TO BE DONE
Repeat each line exactly, leaving nothing out.

Excerpts of location labeling data
#####

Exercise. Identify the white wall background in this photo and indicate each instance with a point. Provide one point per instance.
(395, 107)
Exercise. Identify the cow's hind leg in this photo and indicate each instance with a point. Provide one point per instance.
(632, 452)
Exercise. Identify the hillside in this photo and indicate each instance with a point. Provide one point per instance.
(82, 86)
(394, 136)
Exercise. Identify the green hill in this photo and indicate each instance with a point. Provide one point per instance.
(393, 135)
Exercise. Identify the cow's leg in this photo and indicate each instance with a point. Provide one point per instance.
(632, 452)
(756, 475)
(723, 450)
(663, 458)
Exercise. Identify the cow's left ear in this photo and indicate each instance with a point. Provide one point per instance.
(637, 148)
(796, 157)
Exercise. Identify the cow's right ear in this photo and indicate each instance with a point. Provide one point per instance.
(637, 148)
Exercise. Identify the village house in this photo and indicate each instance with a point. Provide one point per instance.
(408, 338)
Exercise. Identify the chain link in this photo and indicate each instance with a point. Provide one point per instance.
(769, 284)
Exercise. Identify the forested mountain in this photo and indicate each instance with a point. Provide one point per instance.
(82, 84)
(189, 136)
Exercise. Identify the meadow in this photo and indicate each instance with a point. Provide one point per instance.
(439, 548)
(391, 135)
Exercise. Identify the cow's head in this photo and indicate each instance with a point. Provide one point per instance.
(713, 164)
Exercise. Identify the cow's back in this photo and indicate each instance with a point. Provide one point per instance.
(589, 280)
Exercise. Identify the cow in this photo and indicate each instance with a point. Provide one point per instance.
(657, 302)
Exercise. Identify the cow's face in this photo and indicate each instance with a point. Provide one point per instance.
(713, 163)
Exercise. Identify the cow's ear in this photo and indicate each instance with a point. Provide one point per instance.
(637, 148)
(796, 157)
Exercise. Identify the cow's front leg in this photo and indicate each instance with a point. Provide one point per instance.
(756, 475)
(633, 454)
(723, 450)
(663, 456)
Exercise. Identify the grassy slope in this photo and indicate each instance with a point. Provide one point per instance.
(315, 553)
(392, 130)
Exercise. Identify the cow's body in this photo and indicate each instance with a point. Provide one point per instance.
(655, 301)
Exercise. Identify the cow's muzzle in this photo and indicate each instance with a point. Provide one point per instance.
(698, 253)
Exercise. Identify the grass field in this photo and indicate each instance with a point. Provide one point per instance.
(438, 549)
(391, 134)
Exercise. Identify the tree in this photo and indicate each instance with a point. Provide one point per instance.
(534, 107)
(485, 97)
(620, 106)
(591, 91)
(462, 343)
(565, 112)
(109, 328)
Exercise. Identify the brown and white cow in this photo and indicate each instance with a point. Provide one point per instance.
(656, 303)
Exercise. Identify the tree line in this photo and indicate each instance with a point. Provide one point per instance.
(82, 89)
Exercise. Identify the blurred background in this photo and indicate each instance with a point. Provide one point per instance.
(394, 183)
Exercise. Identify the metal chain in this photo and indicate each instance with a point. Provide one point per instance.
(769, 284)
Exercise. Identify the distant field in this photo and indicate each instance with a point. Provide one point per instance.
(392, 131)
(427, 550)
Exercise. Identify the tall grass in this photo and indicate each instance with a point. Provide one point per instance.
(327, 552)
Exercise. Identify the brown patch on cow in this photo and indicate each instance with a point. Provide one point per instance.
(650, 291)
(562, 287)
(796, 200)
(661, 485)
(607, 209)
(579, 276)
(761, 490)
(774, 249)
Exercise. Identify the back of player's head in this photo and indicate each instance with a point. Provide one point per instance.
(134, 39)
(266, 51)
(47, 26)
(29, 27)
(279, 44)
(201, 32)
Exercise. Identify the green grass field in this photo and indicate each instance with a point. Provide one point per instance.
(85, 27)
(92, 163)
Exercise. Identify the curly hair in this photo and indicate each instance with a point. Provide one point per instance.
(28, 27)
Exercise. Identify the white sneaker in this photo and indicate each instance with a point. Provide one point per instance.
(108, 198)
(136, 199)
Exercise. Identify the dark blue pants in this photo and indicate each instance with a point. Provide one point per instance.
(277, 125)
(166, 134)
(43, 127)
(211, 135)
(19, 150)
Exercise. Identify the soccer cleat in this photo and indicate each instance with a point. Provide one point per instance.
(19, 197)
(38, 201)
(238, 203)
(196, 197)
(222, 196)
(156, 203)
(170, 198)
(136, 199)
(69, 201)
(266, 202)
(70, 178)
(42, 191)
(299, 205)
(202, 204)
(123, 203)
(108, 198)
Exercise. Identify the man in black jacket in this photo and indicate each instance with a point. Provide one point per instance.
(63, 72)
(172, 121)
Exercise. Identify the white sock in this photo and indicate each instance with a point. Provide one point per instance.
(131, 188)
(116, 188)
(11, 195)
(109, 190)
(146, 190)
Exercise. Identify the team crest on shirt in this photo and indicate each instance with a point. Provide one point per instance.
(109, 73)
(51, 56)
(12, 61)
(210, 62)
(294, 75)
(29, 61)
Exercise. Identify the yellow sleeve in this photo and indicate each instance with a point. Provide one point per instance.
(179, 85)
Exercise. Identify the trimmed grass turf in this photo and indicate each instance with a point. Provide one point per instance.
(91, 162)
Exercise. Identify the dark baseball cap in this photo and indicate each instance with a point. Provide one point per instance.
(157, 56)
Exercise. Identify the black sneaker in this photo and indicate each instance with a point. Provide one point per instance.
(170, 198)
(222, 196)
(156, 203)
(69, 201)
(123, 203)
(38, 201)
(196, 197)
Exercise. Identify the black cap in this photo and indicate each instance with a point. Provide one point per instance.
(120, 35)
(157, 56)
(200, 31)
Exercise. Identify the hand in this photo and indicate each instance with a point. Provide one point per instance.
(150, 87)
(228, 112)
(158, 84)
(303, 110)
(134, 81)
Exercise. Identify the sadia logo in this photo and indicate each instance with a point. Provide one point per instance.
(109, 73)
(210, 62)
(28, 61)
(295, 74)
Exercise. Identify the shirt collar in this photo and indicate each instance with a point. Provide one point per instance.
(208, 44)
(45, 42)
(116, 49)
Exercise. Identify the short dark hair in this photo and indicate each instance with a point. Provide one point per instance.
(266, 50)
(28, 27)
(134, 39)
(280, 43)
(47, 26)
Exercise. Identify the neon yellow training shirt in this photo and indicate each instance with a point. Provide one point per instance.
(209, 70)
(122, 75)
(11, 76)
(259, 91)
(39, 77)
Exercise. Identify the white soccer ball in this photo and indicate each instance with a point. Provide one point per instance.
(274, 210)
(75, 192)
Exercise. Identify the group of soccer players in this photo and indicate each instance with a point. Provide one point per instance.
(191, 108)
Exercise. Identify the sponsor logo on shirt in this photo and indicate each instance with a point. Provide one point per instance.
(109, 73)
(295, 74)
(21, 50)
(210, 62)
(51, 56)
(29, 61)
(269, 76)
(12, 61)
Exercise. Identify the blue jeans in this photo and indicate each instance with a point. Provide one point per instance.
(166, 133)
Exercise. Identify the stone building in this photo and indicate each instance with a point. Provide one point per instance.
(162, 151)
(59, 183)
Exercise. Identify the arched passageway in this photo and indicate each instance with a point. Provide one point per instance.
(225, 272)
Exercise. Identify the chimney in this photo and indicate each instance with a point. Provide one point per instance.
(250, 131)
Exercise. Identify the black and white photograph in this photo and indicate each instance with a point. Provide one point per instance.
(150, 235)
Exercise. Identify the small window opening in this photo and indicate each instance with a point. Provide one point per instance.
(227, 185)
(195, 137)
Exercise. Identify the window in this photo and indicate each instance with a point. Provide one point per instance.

#####

RESPONSE TO THE EXERCISE
Exercise. Identify the white wall background in this photo and indicate each instance with a point. Provide one point per instance.
(395, 107)
Exercise. Identify the cow's hind leg in this photo and indicate each instance with a point. Provide one point per instance.
(632, 452)
Exercise. Identify the hillside in this photo and indicate each instance with a point. Provide one point per instance.
(82, 86)
(394, 136)
Exercise. Identify the green hill in this photo and indicate each instance with a point. Provide one point per instance.
(393, 135)
Exercise. Identify the cow's leg in this photo and indicate each instance with a point. Provide one point per instance.
(632, 452)
(756, 475)
(723, 450)
(663, 458)
Exercise. Identify the cow's left ear in this photo and indicate each instance with a point. Provide one point per instance.
(637, 148)
(796, 157)
Exercise. Identify the cow's right ear in this photo and indicate each instance with a point. Provide one point per instance.
(637, 148)
Exercise. Identify the village house in this photo and indicate each instance with a point. Provide one point per instance.
(408, 338)
Exercise. Identify the chain link in this photo and indicate each instance with a point. Provide one point per instance.
(769, 284)
Exercise. Identify the forested mountain in this photo and indicate each instance with a point. Provide one point per instance.
(82, 84)
(189, 136)
Exercise. Identify the meadow in this photo and indicate each instance with a point. Provide one point per instance.
(439, 548)
(391, 135)
Exercise. Identify the cow's head in this photo and indicate each instance with a point. Provide one point per instance.
(713, 164)
Exercise. Identify the cow's back in this photo and indicate each instance with a point. Provide one point per instance.
(589, 280)
Exercise. Identify the cow in this photo and indicate each instance with a point. Provide one point per instance.
(657, 302)
Exercise. Identify the cow's face in this photo and indicate each instance with a point. Provide one point per instance.
(713, 163)
Exercise. Identify the cow's ear in this photo and indicate each instance with a point. Provide one point per instance.
(637, 148)
(796, 157)
Exercise. Identify the cow's front leg in this photo and indicate each instance with a point. Provide one point per instance.
(756, 475)
(633, 454)
(723, 450)
(663, 456)
Exercise. Identify the grassy slope in this photo and indicate each instance with a point. Provide one point per instance.
(315, 553)
(392, 130)
Exercise. Identify the cow's body in this photo and indicate each instance with a point. Provide one point per instance.
(655, 301)
Exercise. Identify the cow's muzzle in this photo and indicate each instance with a point. Provide one point per instance.
(698, 253)
Exercise. Identify the grass field in this photo and indicate each instance with a point. Provide one point per instance.
(438, 549)
(391, 134)
Exercise. Identify the tree in this photo and indicate each instance with a point. Provide one point per instance.
(534, 107)
(485, 97)
(620, 106)
(591, 91)
(462, 343)
(565, 112)
(109, 328)
Exercise. Identify the brown and white cow in this photo and indicate each instance with a point. Provide one point per instance.
(656, 303)
Exercise. Identify the tree line in this photo and indicate each instance with a point. Provide one point per instance.
(82, 89)
Exercise. Identify the blurred background in this photo and indicate each instance with a point. Provide one point per instance.
(394, 183)
Exercise. Identify the metal chain in this photo and indicate each instance with a point. Provide one point per instance.
(769, 284)
Exercise. Identify the distant field in this photo and indicate each instance with a point. Provide one point per instance.
(392, 131)
(427, 550)
Exercise. Identify the tall grass in this photo and indicate each instance with a point. Provide one point per instance.
(327, 552)
Exercise. Identify the brown patch on cow in this photo and indicate each instance with a point. Provide one point per instance.
(650, 291)
(562, 287)
(796, 200)
(661, 485)
(607, 209)
(579, 276)
(761, 490)
(774, 249)
Exercise. Identify the back of player's head in this photo and indicate each instance with a point. Provide one point per instance.
(134, 39)
(266, 51)
(47, 26)
(29, 27)
(279, 44)
(201, 32)
Exercise. Identify the green grass field in this photo and indicate each instance with a point. Provide one point per instance.
(85, 27)
(92, 163)
Exercise. Identify the curly hair in this photo and indicate each instance with a point. Provide one point per instance.
(28, 27)
Exercise. Identify the white sneaker in this photo and indicate each instance with a point. Provide one point per instance.
(108, 198)
(136, 199)
Exercise. Identify the dark blue pants in this photo and indicate each instance with a point. Provide one point per instance.
(277, 125)
(166, 134)
(43, 127)
(211, 135)
(19, 150)
Exercise. Identify the soccer cleat in this photo and indicate each instance with a point. Provide one point per instance.
(19, 197)
(38, 201)
(238, 203)
(196, 197)
(222, 196)
(156, 203)
(170, 198)
(136, 199)
(69, 201)
(266, 202)
(70, 178)
(42, 191)
(299, 205)
(202, 204)
(123, 203)
(108, 198)
Exercise. Identify the man in black jacket in this photo and indicate each instance with a point. Provide one point per instance.
(63, 72)
(172, 121)
Exercise. Identify the white sock in this photo and indicate each instance with a point. Provide one point per instance.
(131, 188)
(116, 188)
(11, 195)
(109, 190)
(146, 190)
Exercise. Identify the team crest on shirt in this photo and indicate each instance with a point. Provide one point per instance.
(109, 73)
(51, 56)
(12, 61)
(210, 62)
(294, 75)
(29, 61)
Exercise. Identify the yellow sleeve in this photo and indicate each instance with a point. Provide one point per instance.
(179, 85)
Exercise. Identify the trimmed grass turf in this photo and indicate each instance with a point. Provide one point per instance.
(91, 162)
Exercise. Identify the dark baseball cap in this photo and indicate each instance with a point. Provide one point per instance.
(157, 56)
Exercise. Identify the black sneaker in this photo and indicate each instance with a point. Provide one point per instance.
(170, 198)
(222, 196)
(156, 203)
(69, 201)
(123, 203)
(38, 201)
(196, 197)
Exercise. Identify the black cap in this photo and indicate each instance with a point. Provide one point per instance.
(120, 35)
(157, 56)
(200, 31)
Exercise. Identify the hand in this photo and indicate each instance with a point. Provide one point per instance.
(150, 87)
(228, 112)
(158, 84)
(303, 110)
(134, 81)
Exercise. Identify the sadia logo in this photo and indicate each instance with a point. Provide one point per instance.
(109, 73)
(210, 62)
(28, 61)
(295, 74)
Exercise. Identify the shirt collar in this photo and indicate each instance with a point. Provide one point per instance.
(208, 44)
(45, 42)
(116, 49)
Exercise. Identify the short dark hair in this photo and indicate each instance with a point. Provide one point per instance.
(266, 50)
(28, 27)
(134, 39)
(280, 43)
(47, 26)
Exercise. Identify the neon yellow training shirt in this photo and indicate each instance with a point. Provide one point per instance.
(209, 70)
(122, 75)
(11, 76)
(259, 91)
(39, 77)
Exercise. Identify the white soccer ball in this photo and indicate each instance with a point. Provide one point per instance.
(274, 210)
(75, 192)
Exercise. Identify the group of soccer players in this photo and indicate each instance with a point. Provide one point per instance.
(191, 108)
Exercise. Identify the sponsor logo on shirt in this photo and indicate each instance with a point. Provide one point per instance.
(109, 73)
(295, 74)
(21, 50)
(210, 62)
(51, 56)
(29, 61)
(269, 76)
(12, 61)
Exercise. Identify the blue jeans in this photo and indicate each instance with a point. Provide one point per instance.
(166, 133)
Exercise. Identify the stone building in this photo and indicate each instance with a point. Provide one point per instance.
(162, 151)
(59, 183)
Exercise. Identify the arched passageway in this photo and indicate each instance with a point. Provide one point per instance.
(225, 272)
Exercise. Identify the chimney in this photo and indicate each instance with a point. Provide one point per instance.
(250, 131)
Exercise. Identify the black and white photograph in this photo and indicate each instance with a point. Provide one point per instance.
(150, 235)
Exercise. Identify the small window opening in this photo and indicate each instance with a point. Provide one point per instance.
(227, 185)
(195, 137)
Exercise. Identify the window in this photo and indicate each instance with a point. Provide one point per instance.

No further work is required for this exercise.